■ Written request ■
Please display each line of the material below that contains the word "head", copying it in full. Letter case matters.
:: Extracted material
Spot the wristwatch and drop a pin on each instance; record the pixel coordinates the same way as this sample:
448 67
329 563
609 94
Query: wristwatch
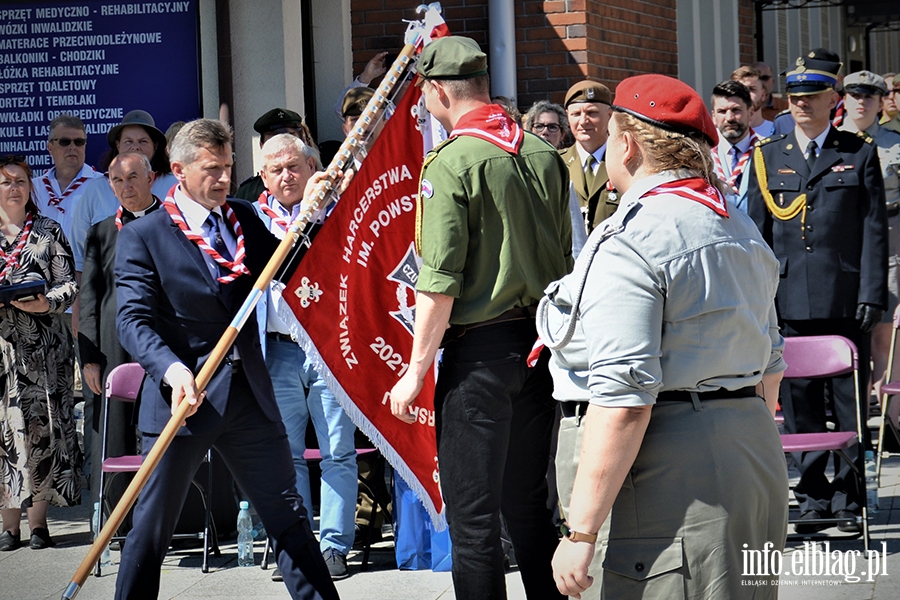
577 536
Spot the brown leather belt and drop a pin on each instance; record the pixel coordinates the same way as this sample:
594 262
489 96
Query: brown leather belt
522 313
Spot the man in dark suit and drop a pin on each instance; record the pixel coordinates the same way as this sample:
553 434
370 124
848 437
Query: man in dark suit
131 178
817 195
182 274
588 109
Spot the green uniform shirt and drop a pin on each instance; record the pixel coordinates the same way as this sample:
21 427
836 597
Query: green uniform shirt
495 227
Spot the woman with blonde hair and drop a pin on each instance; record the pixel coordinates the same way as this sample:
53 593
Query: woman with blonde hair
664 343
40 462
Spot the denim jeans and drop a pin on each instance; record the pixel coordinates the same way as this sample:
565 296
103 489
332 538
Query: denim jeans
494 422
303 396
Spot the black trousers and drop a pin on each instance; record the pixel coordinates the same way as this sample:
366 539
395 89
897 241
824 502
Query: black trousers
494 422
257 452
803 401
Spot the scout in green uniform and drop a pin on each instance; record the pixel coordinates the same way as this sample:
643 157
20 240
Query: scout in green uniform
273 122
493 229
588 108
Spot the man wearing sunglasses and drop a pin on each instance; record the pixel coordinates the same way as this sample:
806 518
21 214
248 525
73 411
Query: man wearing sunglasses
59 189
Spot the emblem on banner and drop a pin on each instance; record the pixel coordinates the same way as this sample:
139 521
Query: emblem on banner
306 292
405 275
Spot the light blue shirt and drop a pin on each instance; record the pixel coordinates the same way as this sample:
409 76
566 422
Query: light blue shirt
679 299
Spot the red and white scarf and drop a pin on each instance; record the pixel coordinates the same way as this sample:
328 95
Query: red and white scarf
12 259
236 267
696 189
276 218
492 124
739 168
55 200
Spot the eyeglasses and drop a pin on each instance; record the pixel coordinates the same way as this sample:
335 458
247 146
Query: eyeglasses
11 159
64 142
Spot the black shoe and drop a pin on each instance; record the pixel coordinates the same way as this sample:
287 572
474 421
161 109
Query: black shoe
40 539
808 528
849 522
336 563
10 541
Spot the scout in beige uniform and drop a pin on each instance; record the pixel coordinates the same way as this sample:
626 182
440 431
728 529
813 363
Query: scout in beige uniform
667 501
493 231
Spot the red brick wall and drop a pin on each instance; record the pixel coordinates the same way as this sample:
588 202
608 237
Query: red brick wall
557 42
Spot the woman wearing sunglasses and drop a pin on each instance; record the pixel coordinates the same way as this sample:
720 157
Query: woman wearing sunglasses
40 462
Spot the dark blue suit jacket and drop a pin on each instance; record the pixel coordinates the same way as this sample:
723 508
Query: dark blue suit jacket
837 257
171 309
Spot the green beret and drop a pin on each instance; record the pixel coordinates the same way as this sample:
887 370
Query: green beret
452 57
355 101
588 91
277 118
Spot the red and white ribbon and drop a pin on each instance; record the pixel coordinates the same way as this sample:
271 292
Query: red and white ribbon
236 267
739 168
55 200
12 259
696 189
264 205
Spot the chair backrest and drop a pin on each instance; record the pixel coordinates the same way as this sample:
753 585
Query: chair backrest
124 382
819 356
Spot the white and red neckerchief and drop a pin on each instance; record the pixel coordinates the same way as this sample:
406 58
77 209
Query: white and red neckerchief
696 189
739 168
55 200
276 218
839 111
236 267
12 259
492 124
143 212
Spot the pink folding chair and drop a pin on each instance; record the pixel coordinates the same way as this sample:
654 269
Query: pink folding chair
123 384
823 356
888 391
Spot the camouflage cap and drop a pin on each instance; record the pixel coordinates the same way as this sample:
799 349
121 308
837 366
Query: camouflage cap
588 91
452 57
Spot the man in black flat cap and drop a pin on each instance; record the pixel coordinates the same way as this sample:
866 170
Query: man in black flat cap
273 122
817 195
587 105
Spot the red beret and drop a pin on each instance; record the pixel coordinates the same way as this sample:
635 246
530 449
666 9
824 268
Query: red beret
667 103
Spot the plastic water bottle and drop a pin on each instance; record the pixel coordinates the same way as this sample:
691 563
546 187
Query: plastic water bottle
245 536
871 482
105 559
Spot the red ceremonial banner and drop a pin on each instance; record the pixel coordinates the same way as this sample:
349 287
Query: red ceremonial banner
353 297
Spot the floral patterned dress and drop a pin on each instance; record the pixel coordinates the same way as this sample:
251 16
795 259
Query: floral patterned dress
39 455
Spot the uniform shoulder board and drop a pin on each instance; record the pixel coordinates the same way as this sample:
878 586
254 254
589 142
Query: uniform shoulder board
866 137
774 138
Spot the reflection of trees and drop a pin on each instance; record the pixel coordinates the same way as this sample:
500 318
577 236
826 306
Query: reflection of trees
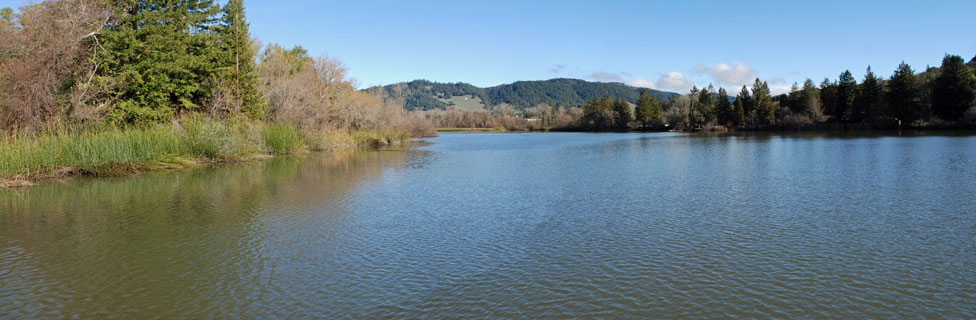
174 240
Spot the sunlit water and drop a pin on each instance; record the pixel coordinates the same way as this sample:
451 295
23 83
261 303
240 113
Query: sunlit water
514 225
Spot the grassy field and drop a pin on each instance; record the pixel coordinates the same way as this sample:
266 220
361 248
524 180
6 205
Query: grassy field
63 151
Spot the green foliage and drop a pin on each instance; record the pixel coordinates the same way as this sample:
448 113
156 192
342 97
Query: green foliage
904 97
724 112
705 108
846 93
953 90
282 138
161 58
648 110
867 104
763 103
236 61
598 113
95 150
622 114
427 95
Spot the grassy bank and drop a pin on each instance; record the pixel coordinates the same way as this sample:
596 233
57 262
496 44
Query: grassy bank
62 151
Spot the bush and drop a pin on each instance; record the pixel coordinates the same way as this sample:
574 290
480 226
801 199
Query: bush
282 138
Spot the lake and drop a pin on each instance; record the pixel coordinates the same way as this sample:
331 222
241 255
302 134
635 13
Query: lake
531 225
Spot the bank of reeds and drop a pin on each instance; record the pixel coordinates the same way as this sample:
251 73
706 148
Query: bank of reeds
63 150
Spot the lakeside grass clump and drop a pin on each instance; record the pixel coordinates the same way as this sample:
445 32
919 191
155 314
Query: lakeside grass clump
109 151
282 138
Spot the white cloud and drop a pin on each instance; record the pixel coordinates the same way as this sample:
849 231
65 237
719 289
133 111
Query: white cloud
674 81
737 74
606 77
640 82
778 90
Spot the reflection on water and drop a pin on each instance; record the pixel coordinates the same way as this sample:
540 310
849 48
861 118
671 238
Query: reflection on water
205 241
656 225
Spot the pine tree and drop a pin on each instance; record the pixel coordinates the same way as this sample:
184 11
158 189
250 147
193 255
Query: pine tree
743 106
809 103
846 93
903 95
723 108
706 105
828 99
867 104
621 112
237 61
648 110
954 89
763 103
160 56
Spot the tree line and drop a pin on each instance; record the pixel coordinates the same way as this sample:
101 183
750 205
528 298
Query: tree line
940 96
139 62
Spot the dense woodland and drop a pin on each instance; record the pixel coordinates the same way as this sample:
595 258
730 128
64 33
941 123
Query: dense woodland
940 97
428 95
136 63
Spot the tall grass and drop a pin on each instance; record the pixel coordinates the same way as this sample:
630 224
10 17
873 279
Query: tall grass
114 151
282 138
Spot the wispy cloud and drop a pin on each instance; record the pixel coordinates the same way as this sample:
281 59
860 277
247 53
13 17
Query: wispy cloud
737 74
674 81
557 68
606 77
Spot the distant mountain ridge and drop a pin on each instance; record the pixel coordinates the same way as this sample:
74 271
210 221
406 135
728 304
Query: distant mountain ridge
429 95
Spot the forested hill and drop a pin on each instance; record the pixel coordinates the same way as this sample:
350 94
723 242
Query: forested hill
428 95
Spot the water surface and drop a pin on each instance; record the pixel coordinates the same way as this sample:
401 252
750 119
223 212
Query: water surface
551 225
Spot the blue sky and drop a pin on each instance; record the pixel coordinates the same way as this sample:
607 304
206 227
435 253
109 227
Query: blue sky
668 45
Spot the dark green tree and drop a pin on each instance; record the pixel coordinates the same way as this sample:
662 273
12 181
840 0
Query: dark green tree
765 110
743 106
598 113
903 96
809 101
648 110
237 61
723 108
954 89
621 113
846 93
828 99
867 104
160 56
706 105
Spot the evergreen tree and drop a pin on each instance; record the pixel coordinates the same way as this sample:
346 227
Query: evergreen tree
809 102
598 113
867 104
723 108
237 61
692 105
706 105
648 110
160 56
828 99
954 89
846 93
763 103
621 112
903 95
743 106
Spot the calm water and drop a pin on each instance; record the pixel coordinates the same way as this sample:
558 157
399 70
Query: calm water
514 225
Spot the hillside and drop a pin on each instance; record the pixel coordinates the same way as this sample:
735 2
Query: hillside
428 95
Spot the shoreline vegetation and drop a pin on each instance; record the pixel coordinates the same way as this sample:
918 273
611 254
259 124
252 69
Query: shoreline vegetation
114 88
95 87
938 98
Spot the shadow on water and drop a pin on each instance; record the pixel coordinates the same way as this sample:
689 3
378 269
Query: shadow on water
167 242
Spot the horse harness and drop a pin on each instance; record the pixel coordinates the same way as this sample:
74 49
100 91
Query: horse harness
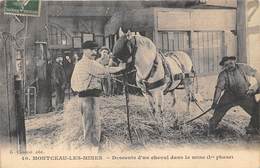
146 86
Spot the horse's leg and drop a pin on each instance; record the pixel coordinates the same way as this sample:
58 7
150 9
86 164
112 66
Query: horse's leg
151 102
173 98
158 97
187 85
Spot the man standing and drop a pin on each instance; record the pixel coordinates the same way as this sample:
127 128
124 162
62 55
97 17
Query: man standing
::::
:: Extracted material
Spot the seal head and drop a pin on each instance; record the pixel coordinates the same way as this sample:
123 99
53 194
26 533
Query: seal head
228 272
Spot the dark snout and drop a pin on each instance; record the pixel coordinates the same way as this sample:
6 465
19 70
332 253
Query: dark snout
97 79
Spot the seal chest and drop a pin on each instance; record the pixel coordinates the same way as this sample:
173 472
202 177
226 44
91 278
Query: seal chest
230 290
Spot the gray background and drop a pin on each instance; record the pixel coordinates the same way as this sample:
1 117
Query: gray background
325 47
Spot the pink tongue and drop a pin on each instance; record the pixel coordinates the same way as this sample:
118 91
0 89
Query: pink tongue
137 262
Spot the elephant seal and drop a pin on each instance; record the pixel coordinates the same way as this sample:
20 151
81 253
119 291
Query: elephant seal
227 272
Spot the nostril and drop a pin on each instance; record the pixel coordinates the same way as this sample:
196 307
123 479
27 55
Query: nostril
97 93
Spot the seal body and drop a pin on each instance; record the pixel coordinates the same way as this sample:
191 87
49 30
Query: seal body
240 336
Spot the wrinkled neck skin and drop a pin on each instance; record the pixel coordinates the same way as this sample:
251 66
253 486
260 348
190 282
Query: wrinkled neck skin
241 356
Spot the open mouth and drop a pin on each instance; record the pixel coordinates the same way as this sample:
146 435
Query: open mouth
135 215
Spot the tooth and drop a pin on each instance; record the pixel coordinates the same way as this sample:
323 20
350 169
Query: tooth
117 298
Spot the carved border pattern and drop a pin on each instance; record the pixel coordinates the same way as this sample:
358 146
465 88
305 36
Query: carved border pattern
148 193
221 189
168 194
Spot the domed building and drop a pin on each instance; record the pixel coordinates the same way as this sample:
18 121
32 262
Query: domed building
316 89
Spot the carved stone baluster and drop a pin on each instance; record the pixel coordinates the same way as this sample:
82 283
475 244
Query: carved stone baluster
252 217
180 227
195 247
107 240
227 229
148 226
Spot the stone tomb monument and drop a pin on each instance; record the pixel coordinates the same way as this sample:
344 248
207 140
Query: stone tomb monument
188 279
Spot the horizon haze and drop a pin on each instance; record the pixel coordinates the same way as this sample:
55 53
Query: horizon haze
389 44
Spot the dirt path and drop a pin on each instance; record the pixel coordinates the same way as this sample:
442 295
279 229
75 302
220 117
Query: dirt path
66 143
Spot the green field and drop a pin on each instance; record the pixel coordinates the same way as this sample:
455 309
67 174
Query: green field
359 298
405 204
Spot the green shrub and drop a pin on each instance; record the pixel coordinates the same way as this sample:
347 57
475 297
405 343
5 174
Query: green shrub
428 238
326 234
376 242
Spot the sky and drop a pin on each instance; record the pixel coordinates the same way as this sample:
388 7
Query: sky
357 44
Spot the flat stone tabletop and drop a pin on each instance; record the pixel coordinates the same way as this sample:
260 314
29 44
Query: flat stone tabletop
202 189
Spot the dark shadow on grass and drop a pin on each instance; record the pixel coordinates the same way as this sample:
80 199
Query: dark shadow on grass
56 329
::::
:: Extracted material
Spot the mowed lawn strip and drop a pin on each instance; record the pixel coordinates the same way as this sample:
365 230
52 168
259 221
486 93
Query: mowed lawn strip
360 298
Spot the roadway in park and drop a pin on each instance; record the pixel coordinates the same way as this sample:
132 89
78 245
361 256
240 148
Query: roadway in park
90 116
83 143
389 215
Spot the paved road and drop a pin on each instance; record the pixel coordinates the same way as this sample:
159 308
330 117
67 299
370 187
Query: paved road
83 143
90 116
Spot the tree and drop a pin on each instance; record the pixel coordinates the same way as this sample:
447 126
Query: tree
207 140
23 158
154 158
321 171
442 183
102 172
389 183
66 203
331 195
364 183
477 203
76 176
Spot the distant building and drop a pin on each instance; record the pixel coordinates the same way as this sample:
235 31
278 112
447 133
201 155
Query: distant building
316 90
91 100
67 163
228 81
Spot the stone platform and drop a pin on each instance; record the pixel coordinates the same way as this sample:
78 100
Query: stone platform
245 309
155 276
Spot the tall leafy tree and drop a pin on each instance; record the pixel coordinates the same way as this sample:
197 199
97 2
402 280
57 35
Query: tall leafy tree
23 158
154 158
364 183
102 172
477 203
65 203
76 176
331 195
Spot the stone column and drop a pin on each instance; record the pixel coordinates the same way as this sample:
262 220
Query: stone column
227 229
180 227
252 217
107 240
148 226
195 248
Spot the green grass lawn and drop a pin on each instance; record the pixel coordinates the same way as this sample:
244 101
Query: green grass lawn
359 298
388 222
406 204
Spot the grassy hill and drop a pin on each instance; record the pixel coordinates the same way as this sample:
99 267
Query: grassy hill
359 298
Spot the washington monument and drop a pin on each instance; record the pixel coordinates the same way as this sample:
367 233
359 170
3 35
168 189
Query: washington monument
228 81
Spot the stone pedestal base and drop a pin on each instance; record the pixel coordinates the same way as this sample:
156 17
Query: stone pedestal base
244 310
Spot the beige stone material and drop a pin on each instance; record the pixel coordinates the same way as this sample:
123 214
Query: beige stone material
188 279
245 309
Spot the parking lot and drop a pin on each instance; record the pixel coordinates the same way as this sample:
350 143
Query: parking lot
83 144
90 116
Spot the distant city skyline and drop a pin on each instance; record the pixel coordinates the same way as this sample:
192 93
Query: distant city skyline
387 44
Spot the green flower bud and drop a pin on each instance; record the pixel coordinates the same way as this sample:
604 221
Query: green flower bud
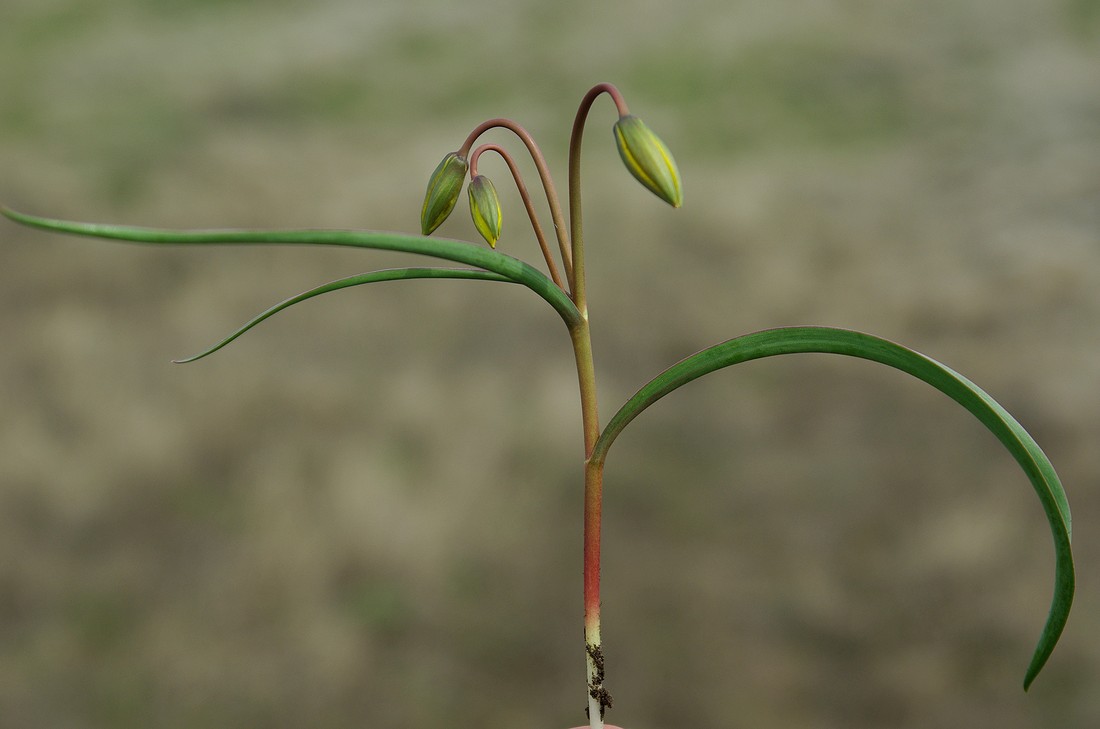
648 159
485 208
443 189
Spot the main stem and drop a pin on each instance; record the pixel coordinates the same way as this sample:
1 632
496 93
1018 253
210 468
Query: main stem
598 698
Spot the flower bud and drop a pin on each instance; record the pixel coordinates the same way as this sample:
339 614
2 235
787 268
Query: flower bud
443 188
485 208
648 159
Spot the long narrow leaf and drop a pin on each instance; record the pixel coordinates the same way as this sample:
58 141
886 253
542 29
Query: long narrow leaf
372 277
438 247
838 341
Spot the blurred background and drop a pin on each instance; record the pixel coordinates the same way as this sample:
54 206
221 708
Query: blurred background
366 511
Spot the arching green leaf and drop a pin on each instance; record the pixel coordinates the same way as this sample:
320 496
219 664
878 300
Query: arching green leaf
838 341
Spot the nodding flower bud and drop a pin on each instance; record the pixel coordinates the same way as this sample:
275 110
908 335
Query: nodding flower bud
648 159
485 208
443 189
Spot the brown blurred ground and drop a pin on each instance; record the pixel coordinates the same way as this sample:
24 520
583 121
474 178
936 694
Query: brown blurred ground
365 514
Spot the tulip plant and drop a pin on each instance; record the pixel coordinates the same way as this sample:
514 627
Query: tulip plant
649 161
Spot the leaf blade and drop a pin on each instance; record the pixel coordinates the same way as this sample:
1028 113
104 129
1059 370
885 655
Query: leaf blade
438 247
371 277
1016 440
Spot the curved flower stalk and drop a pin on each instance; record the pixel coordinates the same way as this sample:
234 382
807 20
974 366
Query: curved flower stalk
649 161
::::
■ The completed task ■
Spot the seal head and drop a pin on each instance; record the pixel coordinates the same way as this sample:
Query: seal head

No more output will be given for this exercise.